— begin EXCERPTED RECORDS —

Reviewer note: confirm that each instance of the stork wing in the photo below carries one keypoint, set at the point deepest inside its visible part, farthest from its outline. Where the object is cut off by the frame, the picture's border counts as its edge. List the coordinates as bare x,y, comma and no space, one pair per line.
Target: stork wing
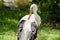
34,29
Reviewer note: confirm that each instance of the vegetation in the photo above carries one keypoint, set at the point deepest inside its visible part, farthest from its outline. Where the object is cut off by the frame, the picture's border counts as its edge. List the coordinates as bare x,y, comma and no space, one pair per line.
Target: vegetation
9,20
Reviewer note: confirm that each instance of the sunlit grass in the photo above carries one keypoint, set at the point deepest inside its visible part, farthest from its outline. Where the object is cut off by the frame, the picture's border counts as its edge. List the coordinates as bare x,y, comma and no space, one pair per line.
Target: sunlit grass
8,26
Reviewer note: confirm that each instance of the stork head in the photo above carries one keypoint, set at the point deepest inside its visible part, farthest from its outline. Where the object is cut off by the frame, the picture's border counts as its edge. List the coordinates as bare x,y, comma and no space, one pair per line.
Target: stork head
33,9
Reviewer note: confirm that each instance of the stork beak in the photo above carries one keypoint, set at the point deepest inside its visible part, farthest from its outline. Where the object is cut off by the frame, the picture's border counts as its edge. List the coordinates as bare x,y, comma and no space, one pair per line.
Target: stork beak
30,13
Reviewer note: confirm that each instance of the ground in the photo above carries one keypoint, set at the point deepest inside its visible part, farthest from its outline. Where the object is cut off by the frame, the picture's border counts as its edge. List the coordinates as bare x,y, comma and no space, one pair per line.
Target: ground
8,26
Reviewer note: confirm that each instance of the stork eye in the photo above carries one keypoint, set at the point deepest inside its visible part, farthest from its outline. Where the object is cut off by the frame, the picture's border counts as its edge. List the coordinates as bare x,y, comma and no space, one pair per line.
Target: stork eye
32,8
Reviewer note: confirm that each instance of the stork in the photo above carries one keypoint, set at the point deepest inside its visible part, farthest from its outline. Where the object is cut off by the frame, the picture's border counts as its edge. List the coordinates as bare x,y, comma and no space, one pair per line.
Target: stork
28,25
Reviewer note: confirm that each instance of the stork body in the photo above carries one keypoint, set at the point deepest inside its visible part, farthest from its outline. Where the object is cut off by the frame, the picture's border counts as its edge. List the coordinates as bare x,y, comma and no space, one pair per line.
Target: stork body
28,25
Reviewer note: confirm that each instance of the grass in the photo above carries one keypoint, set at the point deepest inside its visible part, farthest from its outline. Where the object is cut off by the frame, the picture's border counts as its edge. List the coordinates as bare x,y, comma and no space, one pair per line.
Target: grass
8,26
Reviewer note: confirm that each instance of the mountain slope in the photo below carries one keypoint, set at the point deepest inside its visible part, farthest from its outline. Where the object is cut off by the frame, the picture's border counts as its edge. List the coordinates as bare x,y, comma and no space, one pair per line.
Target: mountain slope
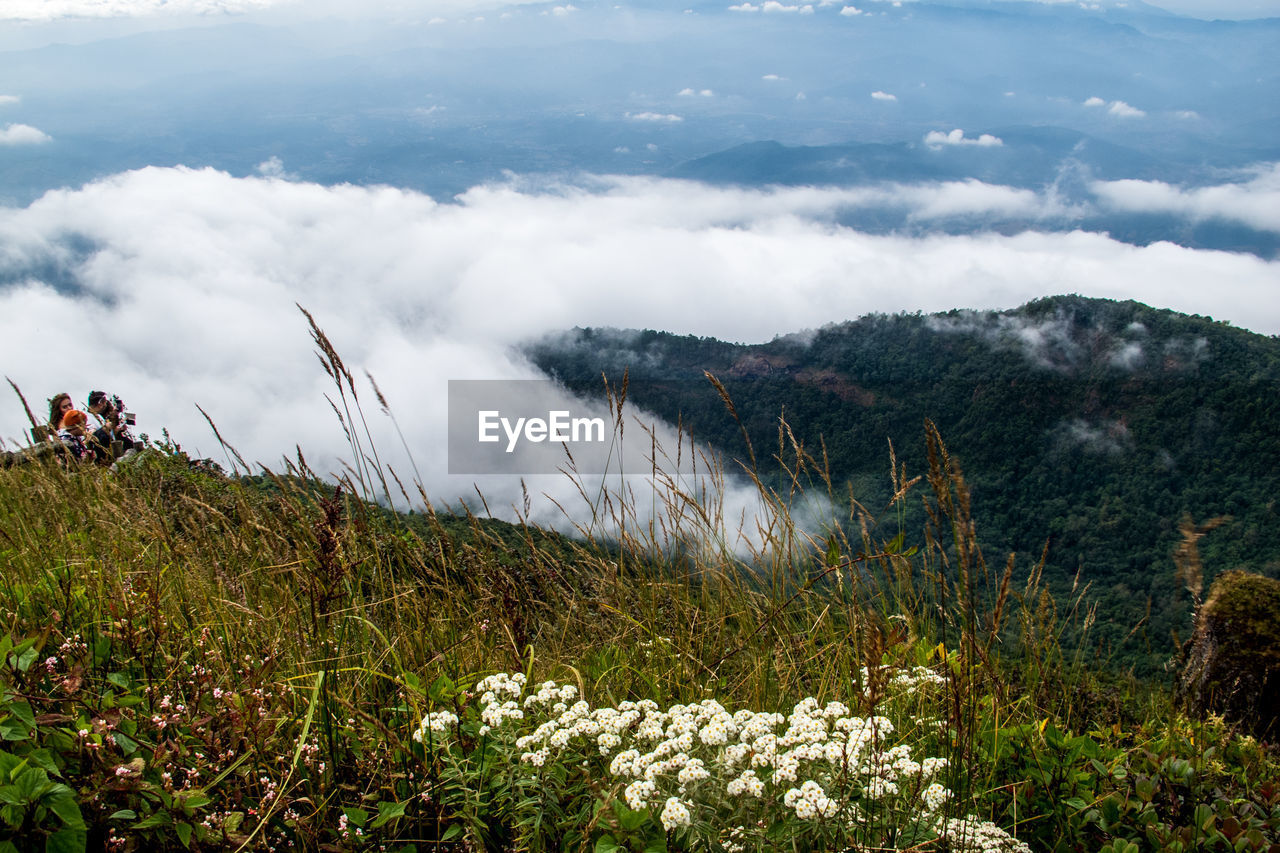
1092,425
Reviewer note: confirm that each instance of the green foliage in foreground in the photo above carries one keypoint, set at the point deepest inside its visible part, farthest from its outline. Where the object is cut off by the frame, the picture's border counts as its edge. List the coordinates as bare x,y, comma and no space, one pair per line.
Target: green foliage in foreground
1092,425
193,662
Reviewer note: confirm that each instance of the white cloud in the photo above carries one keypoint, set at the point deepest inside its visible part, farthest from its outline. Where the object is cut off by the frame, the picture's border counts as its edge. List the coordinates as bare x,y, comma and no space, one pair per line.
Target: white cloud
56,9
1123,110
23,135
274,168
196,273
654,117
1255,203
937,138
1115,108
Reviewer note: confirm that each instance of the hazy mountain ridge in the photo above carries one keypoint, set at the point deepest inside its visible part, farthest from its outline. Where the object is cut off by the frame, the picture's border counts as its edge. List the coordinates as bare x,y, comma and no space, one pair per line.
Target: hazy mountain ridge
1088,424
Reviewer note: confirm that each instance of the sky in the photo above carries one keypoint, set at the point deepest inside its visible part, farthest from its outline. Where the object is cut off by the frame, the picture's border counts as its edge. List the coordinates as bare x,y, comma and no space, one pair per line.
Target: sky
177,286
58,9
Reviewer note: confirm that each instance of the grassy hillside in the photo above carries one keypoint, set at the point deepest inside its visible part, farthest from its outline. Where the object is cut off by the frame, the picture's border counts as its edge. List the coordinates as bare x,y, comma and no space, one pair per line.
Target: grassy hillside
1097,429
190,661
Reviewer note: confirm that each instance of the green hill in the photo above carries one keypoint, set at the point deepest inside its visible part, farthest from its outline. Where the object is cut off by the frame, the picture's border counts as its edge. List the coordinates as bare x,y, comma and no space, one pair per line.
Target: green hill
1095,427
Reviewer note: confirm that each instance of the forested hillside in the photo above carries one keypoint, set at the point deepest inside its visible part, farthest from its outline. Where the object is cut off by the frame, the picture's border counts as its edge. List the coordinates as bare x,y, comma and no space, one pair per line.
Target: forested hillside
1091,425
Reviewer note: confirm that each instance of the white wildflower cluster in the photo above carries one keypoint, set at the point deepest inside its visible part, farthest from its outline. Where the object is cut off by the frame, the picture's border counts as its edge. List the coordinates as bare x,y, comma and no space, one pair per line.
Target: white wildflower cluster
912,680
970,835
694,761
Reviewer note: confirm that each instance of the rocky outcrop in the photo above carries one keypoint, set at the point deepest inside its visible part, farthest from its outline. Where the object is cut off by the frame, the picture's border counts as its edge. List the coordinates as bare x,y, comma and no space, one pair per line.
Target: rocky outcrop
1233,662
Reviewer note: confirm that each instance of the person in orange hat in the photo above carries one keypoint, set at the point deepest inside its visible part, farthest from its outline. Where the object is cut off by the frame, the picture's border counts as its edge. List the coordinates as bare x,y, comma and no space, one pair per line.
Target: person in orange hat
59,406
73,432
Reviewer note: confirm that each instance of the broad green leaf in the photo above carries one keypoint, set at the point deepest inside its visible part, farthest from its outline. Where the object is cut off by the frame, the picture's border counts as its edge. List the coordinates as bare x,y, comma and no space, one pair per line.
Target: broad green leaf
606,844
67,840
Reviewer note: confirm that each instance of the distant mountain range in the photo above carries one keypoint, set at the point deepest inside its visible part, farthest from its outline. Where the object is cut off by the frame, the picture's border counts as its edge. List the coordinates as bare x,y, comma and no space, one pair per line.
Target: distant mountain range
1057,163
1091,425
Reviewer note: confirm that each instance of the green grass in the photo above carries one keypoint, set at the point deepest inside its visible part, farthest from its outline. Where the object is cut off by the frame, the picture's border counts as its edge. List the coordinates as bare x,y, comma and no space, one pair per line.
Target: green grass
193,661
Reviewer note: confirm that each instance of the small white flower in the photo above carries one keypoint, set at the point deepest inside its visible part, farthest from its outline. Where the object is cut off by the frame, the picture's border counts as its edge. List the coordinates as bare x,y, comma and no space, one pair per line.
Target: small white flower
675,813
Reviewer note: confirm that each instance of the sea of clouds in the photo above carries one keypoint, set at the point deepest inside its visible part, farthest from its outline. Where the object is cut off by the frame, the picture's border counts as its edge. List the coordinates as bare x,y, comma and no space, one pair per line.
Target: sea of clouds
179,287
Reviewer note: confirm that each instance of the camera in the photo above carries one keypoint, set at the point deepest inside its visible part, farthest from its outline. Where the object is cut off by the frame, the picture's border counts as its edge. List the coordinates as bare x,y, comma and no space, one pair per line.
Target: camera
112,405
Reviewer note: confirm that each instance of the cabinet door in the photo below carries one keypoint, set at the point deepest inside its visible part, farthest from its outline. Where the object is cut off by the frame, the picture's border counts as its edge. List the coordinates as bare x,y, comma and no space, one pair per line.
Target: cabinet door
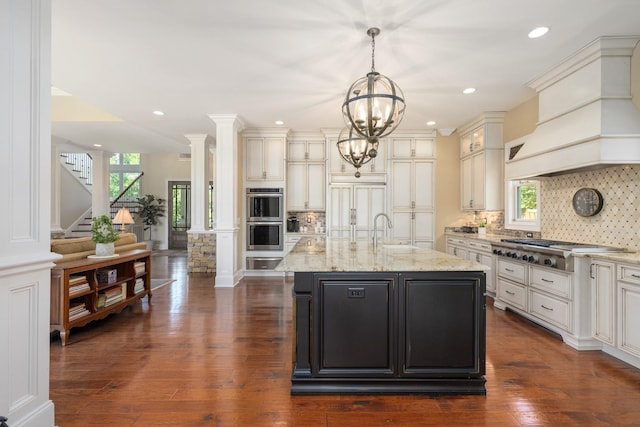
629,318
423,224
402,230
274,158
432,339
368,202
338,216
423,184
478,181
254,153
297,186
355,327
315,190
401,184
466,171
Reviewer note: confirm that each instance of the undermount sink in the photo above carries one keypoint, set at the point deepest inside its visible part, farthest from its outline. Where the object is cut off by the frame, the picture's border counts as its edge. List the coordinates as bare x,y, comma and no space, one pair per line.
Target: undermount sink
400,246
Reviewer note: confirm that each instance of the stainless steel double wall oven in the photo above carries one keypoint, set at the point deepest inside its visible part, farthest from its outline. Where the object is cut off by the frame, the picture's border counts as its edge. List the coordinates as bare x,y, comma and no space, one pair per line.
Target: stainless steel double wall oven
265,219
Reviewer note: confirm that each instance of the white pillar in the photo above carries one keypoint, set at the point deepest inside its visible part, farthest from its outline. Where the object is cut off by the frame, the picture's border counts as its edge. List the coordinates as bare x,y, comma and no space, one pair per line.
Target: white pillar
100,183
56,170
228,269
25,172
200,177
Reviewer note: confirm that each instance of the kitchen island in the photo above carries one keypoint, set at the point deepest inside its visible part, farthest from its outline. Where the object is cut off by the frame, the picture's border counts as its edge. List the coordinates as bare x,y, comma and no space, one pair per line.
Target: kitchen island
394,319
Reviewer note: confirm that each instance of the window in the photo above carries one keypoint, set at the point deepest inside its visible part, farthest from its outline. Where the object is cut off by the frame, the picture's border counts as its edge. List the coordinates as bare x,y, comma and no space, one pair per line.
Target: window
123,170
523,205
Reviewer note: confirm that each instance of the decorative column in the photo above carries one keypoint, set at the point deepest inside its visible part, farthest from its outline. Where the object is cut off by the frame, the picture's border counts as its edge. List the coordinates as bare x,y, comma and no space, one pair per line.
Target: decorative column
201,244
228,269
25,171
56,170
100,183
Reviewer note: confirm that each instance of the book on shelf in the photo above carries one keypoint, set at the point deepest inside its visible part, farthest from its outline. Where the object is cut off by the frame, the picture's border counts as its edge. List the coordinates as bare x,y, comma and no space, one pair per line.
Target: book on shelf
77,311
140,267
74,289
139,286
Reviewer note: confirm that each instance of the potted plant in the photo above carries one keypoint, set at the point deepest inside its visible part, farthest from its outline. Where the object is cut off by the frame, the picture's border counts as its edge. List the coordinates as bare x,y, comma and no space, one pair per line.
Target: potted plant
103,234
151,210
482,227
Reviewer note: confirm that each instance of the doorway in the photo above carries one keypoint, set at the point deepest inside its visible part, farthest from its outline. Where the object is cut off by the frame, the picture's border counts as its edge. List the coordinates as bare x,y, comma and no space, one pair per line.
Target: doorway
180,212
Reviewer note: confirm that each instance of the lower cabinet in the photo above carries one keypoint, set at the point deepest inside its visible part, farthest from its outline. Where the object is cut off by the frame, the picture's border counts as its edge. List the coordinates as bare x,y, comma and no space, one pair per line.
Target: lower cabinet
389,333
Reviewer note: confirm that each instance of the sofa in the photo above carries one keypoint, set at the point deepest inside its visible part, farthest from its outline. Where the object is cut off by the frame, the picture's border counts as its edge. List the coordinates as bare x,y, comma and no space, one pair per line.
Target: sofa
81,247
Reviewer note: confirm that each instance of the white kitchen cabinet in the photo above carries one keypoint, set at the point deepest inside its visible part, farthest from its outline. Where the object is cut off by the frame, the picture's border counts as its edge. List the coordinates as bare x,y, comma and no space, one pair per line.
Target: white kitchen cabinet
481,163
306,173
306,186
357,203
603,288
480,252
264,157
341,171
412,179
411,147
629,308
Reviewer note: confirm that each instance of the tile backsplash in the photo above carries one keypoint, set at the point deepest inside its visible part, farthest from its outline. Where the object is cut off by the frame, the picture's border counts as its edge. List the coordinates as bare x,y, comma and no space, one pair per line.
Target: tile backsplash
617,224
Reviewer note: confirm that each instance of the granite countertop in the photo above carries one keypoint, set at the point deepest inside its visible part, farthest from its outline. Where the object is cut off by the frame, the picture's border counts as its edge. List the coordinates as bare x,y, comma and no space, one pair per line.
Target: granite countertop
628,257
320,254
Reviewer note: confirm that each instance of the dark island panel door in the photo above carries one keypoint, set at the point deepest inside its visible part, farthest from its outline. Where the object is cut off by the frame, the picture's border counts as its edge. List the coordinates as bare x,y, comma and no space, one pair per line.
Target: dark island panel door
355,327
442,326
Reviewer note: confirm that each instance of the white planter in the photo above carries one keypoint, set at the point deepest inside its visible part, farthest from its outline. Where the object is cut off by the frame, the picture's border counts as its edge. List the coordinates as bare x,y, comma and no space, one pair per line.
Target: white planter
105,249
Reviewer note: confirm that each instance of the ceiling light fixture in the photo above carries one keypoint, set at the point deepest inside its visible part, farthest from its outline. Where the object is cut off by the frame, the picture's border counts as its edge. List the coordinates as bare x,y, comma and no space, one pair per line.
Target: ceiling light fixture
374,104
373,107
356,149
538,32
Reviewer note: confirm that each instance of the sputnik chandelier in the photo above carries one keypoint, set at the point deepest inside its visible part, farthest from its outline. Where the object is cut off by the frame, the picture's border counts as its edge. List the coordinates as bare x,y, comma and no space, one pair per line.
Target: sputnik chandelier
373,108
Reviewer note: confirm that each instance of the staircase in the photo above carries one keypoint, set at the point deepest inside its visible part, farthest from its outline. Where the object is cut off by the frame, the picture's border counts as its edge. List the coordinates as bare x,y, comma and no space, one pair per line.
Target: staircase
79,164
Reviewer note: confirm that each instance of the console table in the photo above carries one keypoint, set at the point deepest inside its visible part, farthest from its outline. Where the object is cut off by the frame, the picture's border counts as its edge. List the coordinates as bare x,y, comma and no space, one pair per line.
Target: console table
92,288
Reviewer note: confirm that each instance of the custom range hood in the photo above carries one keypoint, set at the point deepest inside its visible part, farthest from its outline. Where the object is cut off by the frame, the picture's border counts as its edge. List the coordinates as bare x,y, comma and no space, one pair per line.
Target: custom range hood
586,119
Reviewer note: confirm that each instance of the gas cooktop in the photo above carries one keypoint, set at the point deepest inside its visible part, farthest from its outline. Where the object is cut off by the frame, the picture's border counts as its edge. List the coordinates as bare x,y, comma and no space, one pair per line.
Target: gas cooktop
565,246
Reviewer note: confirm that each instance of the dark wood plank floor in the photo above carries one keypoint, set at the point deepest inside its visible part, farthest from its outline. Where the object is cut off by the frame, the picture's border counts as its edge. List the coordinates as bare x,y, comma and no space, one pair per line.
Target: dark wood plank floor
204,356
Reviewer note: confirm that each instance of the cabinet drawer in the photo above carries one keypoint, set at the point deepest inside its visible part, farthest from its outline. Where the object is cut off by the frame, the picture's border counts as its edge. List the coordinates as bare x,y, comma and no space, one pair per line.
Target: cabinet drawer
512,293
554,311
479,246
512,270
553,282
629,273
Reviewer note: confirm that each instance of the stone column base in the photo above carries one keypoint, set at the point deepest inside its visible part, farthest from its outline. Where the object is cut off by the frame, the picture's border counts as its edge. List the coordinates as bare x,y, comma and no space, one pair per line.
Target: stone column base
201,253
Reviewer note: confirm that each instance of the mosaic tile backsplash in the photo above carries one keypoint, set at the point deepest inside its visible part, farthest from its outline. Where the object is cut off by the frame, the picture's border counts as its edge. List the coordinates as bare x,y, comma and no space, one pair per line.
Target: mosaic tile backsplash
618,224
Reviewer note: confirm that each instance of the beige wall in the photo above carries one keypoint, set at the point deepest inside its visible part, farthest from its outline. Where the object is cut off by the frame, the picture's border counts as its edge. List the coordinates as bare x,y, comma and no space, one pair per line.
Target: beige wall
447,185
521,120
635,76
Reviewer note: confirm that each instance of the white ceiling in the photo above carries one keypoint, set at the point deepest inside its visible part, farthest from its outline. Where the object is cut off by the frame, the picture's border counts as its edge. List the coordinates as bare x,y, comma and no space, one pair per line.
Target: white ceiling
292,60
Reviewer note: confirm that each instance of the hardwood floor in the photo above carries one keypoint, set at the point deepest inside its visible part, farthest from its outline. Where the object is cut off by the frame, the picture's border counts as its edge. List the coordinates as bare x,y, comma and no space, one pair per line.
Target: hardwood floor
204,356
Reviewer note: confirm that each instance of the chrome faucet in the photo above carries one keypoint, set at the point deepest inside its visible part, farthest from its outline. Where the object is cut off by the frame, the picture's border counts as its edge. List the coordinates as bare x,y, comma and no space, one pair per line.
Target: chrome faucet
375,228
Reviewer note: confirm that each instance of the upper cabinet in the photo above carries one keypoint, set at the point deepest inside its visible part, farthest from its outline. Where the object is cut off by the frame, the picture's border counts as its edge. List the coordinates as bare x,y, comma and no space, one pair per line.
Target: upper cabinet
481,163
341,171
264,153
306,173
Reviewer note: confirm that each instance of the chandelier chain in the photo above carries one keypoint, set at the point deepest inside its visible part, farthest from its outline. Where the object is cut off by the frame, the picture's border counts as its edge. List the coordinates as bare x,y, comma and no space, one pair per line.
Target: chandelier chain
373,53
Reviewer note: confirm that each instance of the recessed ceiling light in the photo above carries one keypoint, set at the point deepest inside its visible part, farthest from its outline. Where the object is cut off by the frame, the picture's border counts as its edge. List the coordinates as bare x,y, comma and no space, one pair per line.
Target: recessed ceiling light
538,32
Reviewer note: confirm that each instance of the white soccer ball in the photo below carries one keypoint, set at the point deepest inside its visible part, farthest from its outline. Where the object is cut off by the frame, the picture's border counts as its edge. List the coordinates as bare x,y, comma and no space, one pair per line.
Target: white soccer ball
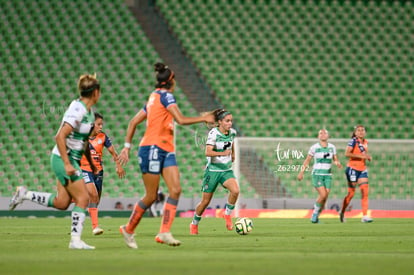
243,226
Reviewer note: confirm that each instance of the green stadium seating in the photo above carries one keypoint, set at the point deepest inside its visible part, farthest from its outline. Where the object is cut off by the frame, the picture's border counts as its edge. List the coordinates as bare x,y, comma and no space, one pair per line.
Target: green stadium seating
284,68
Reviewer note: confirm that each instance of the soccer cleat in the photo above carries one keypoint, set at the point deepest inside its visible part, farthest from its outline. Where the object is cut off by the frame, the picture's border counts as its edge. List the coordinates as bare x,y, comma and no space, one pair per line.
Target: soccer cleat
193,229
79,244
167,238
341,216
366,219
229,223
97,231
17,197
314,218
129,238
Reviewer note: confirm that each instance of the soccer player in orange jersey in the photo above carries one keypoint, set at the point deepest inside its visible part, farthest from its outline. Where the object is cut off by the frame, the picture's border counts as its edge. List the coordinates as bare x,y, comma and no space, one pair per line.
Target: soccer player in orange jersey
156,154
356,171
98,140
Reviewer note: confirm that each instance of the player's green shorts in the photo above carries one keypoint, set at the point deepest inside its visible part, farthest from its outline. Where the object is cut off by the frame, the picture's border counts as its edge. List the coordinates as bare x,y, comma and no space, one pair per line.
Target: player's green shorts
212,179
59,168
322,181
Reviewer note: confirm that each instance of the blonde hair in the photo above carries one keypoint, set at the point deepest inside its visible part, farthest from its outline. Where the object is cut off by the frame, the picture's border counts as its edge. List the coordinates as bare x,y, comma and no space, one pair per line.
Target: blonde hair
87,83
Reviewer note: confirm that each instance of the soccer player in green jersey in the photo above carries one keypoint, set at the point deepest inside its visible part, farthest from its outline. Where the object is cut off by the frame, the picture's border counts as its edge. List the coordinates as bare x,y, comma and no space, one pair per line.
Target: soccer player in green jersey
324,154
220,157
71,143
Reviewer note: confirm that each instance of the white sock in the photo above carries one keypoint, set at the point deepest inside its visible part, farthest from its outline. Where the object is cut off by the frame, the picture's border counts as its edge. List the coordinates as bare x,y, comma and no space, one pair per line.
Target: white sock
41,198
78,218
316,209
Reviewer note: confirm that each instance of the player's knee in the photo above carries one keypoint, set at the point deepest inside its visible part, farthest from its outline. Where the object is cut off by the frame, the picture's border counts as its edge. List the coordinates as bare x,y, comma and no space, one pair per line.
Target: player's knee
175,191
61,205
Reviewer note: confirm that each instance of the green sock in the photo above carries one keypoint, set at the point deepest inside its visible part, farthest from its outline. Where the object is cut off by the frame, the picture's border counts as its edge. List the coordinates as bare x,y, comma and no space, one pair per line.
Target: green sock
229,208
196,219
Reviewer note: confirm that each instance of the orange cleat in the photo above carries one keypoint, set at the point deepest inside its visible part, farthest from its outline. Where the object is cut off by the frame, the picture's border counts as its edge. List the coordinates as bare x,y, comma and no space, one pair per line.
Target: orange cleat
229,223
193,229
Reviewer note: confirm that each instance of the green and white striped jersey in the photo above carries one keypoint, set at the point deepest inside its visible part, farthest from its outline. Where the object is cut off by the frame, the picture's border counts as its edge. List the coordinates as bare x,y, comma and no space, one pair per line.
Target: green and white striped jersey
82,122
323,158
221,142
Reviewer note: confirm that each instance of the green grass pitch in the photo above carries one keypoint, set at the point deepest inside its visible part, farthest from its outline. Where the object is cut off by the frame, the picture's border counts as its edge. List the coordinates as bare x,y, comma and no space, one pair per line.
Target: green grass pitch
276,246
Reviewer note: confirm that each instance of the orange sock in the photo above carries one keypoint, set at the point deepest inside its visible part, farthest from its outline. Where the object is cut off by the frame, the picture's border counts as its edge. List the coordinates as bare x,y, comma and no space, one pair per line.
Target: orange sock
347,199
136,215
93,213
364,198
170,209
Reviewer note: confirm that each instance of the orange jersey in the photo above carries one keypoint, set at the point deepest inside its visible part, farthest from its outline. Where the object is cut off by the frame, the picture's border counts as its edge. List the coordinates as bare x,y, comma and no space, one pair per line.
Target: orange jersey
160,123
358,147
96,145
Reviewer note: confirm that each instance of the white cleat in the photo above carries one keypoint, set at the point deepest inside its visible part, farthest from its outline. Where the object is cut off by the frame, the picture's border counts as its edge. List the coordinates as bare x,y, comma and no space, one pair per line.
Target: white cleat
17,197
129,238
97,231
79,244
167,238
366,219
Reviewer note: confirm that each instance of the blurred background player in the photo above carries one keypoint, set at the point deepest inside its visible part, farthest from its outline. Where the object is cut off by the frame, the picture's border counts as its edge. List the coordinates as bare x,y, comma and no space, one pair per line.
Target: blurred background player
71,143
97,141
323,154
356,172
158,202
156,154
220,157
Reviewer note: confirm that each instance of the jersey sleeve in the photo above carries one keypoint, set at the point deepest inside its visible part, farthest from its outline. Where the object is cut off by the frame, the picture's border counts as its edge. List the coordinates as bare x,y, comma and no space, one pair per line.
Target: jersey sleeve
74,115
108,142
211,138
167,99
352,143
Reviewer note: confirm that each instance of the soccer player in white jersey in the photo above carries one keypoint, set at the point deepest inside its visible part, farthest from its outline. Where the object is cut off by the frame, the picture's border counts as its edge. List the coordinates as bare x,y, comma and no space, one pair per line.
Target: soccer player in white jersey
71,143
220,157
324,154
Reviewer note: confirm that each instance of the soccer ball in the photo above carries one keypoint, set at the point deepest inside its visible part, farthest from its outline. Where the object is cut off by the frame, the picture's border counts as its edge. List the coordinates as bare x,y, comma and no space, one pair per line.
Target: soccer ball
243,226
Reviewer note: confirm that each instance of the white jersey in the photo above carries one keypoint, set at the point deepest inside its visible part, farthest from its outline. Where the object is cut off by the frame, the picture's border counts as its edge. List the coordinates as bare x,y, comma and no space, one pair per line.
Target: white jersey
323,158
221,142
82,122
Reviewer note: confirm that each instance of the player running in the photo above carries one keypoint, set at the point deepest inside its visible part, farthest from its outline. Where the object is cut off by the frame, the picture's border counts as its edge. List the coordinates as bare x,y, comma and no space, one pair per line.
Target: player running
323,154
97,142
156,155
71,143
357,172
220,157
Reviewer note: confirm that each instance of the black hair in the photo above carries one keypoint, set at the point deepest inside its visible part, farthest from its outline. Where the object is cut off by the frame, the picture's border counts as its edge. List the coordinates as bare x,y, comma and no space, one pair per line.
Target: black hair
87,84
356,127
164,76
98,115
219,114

— end EXCERPTED RECORDS —

GIVEN TASK:
Give back exactly the lines from the line containing "Reviewer note: confirm that each instance of the black" to the end of the entries, and no other lines.

SOLUTION BELOW:
Reviewer note: confirm that each instance of the black hair in the photo above carries one keypoint, set at the point deepest inside its visible part, farthest from its outline. Where the object is cut off by the frame, the picture's border counts as its edge. List the coordinates as bare x,y, comma and no space, one pair per line.
Target: black hair
87,84
356,127
164,76
98,115
219,114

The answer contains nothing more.